■ **Required action 1**
Please transcribe the surrogacy passage from "Surrogacy, he said, had" to "to go abroad.".
■ **Required action 2**
In the surrogacy passage, how much has surrogacy increased in ten years?

■ **Passage**
Legal reformers are looking at whether to change the law so that surrogates can profit from having babies for others.
The Law Commission is consulting on the subject and is to publish proposals in the new year. Sir Nicholas Green, chairman of the independent body, said that the existing laws, which were drawn up more than 30 years ago, were not fit for purpose.
Surrogacy, he said, had increased ten fold in ten years. The main problem was that the law was “quite cumbersome” and often required people to go abroad.
He told The Times that the commission, which is looking at the issue jointly with the Scottish Law Commission, had identified three main areas, one of which was payment.
Sir Nicholas said: “You can have purely altruistic surrogacy where no money passes hands. You can have another form of altruistic surrogacy where compensation or expenses are paid, and that’s what’s allowed in this country. And then you can have a third type of surrogacy based on a commercial arrangement where, for example, a surrogacy agency puts together the intended parents and the surrogate and takes a fee. We don’t have that here.”
He said there were strong views on whether that should be allowed and there did not seem to be a consensus.
The consultation by the commission, independent law reform advisers to the government, is also looking at parental orders, when parentage transfers from the surrogate mother to the new parents. At the moment that process happened after birth and was then subject to “some quite difficult and technical conditions,” Sir Nicholas said, before there was a court order.
“It can take months before the intended parents become the parents,” he added. “What happens if the child is sick? What happens if invasive surgery has to take place . . . what happens if life support has to be turned off? The intended parents don’t have the legal right at the moment so that creates a problem for the hospital.”
Sir Nicholas, 60, who is a judge in the Court of Appeal, sits for one week in four as chairman of the Law Commission, and has succeeded Sir David Bean.

■ **Material shown**
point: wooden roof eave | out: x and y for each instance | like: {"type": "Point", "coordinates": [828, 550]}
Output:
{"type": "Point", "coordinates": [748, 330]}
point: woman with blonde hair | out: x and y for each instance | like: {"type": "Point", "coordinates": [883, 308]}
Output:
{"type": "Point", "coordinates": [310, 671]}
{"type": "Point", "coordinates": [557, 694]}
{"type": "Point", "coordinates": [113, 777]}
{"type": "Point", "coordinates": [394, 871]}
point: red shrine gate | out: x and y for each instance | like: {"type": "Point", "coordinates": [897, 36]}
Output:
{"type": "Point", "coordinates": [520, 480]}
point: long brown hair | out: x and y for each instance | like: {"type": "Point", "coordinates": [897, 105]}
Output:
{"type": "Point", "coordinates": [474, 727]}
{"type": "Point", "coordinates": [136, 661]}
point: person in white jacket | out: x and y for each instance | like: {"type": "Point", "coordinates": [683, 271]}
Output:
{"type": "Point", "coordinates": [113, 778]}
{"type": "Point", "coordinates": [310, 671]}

■ **Written solution 1**
Surrogacy, he said, had increased ten fold in ten years. The main problem was that the law was “quite cumbersome” and often required people to go abroad.

■ **Written solution 2**
Tenfold.